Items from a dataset
## begin

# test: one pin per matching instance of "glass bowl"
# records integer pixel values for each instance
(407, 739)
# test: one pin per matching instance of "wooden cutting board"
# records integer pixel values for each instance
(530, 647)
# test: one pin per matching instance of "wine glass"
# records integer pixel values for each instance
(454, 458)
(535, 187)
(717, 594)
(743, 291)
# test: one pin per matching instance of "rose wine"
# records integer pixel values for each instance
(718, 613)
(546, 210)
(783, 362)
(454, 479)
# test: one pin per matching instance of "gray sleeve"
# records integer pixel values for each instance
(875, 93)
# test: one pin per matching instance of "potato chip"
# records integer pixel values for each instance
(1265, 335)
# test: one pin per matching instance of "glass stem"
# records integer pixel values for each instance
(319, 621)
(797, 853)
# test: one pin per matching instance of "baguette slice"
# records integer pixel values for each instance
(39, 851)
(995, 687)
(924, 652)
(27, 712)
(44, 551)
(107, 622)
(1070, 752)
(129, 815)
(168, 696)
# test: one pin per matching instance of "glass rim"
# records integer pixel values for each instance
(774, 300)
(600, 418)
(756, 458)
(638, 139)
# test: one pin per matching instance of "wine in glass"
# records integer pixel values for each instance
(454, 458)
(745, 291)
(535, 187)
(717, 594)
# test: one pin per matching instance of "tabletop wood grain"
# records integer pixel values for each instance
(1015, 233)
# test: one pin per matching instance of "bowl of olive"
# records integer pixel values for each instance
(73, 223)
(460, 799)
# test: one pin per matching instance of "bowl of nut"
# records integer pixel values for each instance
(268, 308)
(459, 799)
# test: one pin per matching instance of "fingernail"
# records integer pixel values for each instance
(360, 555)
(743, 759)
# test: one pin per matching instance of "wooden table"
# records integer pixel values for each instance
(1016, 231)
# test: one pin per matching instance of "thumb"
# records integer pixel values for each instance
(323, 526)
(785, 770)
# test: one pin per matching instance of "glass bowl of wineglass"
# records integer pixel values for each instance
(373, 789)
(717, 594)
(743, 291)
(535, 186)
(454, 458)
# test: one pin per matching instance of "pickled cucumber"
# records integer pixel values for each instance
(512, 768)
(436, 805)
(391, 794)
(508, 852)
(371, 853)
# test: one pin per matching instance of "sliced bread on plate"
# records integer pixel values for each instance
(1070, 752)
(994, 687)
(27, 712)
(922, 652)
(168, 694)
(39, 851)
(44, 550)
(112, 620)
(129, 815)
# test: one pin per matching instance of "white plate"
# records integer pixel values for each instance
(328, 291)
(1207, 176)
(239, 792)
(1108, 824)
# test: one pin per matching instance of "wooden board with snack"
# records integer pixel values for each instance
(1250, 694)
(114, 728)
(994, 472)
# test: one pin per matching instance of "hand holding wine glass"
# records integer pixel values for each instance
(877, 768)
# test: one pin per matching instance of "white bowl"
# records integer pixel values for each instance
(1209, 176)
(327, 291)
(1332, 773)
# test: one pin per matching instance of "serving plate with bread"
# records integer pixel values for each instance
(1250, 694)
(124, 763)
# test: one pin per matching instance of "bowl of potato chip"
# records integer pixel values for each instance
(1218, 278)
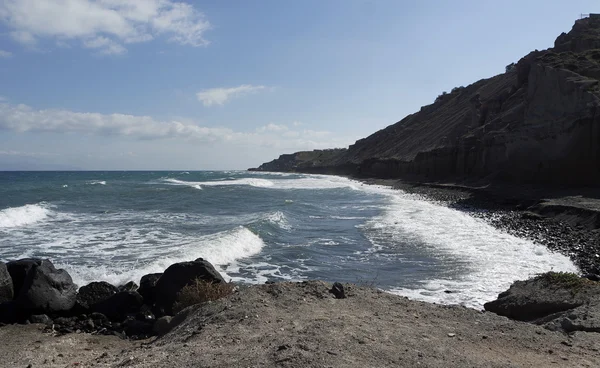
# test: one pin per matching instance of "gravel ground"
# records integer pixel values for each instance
(567, 229)
(303, 325)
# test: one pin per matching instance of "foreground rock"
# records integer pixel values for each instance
(94, 293)
(535, 123)
(560, 301)
(40, 287)
(304, 325)
(6, 286)
(179, 275)
(47, 296)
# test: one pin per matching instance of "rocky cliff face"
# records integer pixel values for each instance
(538, 122)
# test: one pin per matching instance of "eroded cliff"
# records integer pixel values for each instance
(537, 122)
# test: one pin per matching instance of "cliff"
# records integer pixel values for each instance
(538, 122)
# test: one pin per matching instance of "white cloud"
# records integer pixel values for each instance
(106, 46)
(24, 119)
(26, 154)
(218, 96)
(272, 128)
(104, 24)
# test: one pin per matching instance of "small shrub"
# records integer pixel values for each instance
(200, 292)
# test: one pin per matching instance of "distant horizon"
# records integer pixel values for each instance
(136, 84)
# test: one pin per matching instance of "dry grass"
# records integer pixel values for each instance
(200, 292)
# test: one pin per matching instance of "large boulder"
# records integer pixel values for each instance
(40, 287)
(179, 275)
(95, 292)
(6, 286)
(120, 305)
(544, 295)
(147, 287)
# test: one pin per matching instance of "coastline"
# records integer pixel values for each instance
(303, 325)
(556, 218)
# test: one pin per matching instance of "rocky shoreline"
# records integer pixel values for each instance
(307, 324)
(521, 212)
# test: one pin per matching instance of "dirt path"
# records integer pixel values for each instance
(303, 325)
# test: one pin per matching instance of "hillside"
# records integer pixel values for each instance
(538, 122)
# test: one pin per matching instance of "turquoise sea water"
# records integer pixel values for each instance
(118, 226)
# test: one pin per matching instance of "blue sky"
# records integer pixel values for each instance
(171, 84)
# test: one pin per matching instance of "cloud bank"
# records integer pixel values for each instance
(25, 119)
(219, 96)
(104, 25)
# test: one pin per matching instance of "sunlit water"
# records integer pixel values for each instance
(118, 226)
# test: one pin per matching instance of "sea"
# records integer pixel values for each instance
(117, 226)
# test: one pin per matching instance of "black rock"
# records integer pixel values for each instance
(145, 314)
(40, 287)
(65, 321)
(18, 271)
(40, 318)
(120, 305)
(338, 291)
(94, 293)
(592, 276)
(147, 287)
(543, 296)
(130, 286)
(178, 276)
(99, 319)
(8, 313)
(136, 328)
(6, 285)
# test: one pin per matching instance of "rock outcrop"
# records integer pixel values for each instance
(6, 287)
(179, 275)
(34, 291)
(539, 122)
(40, 287)
(560, 301)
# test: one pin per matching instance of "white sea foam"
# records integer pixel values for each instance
(24, 215)
(494, 259)
(308, 182)
(254, 182)
(221, 249)
(278, 218)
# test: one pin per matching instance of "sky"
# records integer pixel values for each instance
(220, 85)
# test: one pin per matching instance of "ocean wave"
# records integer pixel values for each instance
(278, 219)
(25, 215)
(307, 182)
(490, 258)
(222, 249)
(254, 182)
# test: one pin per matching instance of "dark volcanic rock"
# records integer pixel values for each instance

## end

Job
Transcribe the listing in full and omit the pictures.

Answer to the task
# test: one pin per matching instance of "glass bowl"
# records integer pixel values for each instance
(407, 739)
# test: one pin per matching instance of "wooden cutting board"
# records integer pixel values for each instance
(530, 647)
# test: one pin per matching instance of "wine glass"
# records integer pixel values for each instance
(454, 458)
(535, 187)
(717, 594)
(743, 291)
# test: one pin per matching instance of "rose wine"
# records integer pixel values for each instance
(718, 613)
(546, 210)
(783, 362)
(454, 479)
# test: one pin per matching instance of "gray sleeve"
# records integer pixel values for each instance
(875, 93)
# test: one pin per matching instance of "potato chip"
# records integer pixel values for each instance
(1265, 335)
# test: one pin per matching instance of "glass stem"
# records integer pixel values for each instance
(319, 621)
(797, 853)
# test: one pin per matching instance of "baguette slice"
# records integer pixel values for each instance
(39, 851)
(995, 687)
(924, 652)
(27, 712)
(44, 551)
(107, 622)
(1070, 752)
(129, 815)
(168, 696)
# test: one pin per matching instance of "glass rim"
# records integer pixel values for each instance
(774, 300)
(600, 418)
(756, 458)
(638, 139)
# test: one pin per matching instance of "wine in glass"
# records integer pixel values for each instance
(454, 458)
(745, 291)
(535, 187)
(717, 594)
# test: one pin per matching instance of "tabletop wood grain"
# records integer pixel values for each instance
(1015, 233)
# test: one pin per matching instance of "bowl of olive"
# records integer pixel values for each instance
(73, 223)
(460, 799)
# test: one pin per matching instance of "bowl of nut"
# records integer pixel values for each instance
(268, 308)
(459, 799)
# test: one pin per matching instance of "fingernail"
# records integer pixel values for each instance
(360, 555)
(743, 759)
# test: one pin per matching instance of "wooden table"
# records integer pixel values for each instance
(1016, 231)
# test: one pin per matching instance of "thumb"
# records integer pixel values for each instance
(323, 526)
(785, 770)
# test: one pin per matching instance of "glass bowl of wineglass"
# records integer pixel values for each instance
(373, 789)
(717, 594)
(743, 291)
(535, 186)
(454, 458)
# test: one pin per matching instance of "pickled cucumber"
# records integer pixel values for each instance
(512, 768)
(436, 805)
(391, 794)
(508, 852)
(371, 853)
# test: one pin per matching instance of "sliced bread on plate"
# records integer pixel values for each instance
(1070, 752)
(994, 687)
(27, 712)
(922, 652)
(168, 694)
(39, 851)
(44, 550)
(112, 620)
(129, 815)
# test: one pin per matching instance of "white plate"
# records integer pixel values for each instance
(328, 291)
(1207, 176)
(239, 792)
(1108, 824)
# test: one pin per matching instance of "wooden board with snack"
# records integer pixel values for each instance
(1250, 694)
(114, 728)
(994, 472)
# test: one pin per matching instance of "hand holding wine glass"
# records integer pixel values for each instance
(877, 768)
# test: one pin per matching instance of "white bowl"
# records integer pixel values for each instance
(1209, 176)
(327, 291)
(1332, 773)
# test: one pin per matching instance of "serving plate with bread"
# records integer pixel values for each instance
(1250, 694)
(124, 763)
# test: one pin per matching instance of "bowl of potato chip"
# records integer pixel values for each instance
(1218, 278)
# test: one pin per matching instance of "gravel ground"
# records integer pixel values for each instance
(567, 229)
(303, 325)
# test: one pin per matching instance of "foreground rock"
# records integer pixel values for each instance
(94, 293)
(535, 123)
(560, 301)
(40, 287)
(304, 325)
(6, 286)
(179, 275)
(47, 296)
# test: one pin per matching instance of "rocky cliff face"
# records integer pixel values for each instance
(538, 122)
# test: one pin per matching instance of "eroded cliff"
# records integer pixel values for each instance
(537, 122)
# test: one pin per matching instance of "cliff"
# records integer pixel values for each instance
(538, 122)
# test: one pin per matching instance of "white cloud"
# records integer pixel values for each instance
(106, 46)
(24, 119)
(26, 154)
(218, 96)
(272, 128)
(104, 24)
# test: one pin per matching instance of "small shrub"
# records integer pixel values for each instance
(200, 292)
# test: one pin per matching instance of "distant horizon"
# records integer pixel values for each instance
(136, 84)
# test: one pin per matching instance of "dry grass"
# records integer pixel values for each instance
(200, 292)
# test: one pin per matching instance of "large boulder"
# records integer pixel values for each instance
(40, 287)
(179, 275)
(95, 292)
(6, 286)
(120, 305)
(544, 295)
(147, 287)
# test: one pin per matching instance of "coastline"
# records integer pixel values for each instance
(303, 325)
(556, 218)
# test: one pin per matching instance of "rocky shoreline"
# records integer pixel values for each instance
(307, 324)
(521, 212)
# test: one pin per matching instance of "dirt path"
# records integer pixel values for each instance
(303, 325)
# test: one pin per matching instance of "hillside"
# records integer pixel values for each instance
(538, 122)
# test: one pin per matching instance of "turquoise sea water"
# records integer pixel values for each instance
(118, 226)
# test: one pin per matching instance of "blue sky"
# records integer pixel values for each instance
(171, 84)
# test: one pin per matching instance of "cloud bank"
# records integer pixel values for each instance
(25, 119)
(219, 96)
(104, 25)
# test: one pin per matching instance of "sunlit water"
# records integer pixel values for each instance
(118, 226)
# test: one pin per matching instance of "sea"
# records integer pixel values for each instance
(117, 226)
# test: one pin per matching instance of "black rock"
# records integer pixel values for each instance
(145, 314)
(40, 287)
(65, 321)
(18, 271)
(40, 318)
(120, 305)
(338, 291)
(94, 293)
(592, 276)
(147, 287)
(543, 296)
(130, 286)
(178, 276)
(99, 319)
(8, 313)
(136, 328)
(6, 285)
# test: one pin per matching instance of "rock outcrop"
# records integer pixel values for each instance
(6, 287)
(179, 275)
(34, 291)
(539, 122)
(40, 287)
(560, 301)
# test: one pin per matching instance of "white sea foam"
# records integer pixel values for each instance
(24, 215)
(494, 259)
(308, 182)
(254, 182)
(221, 249)
(278, 218)
# test: one pin per matching instance of "sky"
# records integer pixel values for each instance
(220, 85)
# test: one pin per matching instance of "ocean wave"
# records integer pixel values for each instance
(278, 219)
(25, 215)
(307, 182)
(490, 258)
(222, 249)
(254, 182)
# test: one pin per matching instance of "dark volcanic rock"
# records integer pixel values for each instance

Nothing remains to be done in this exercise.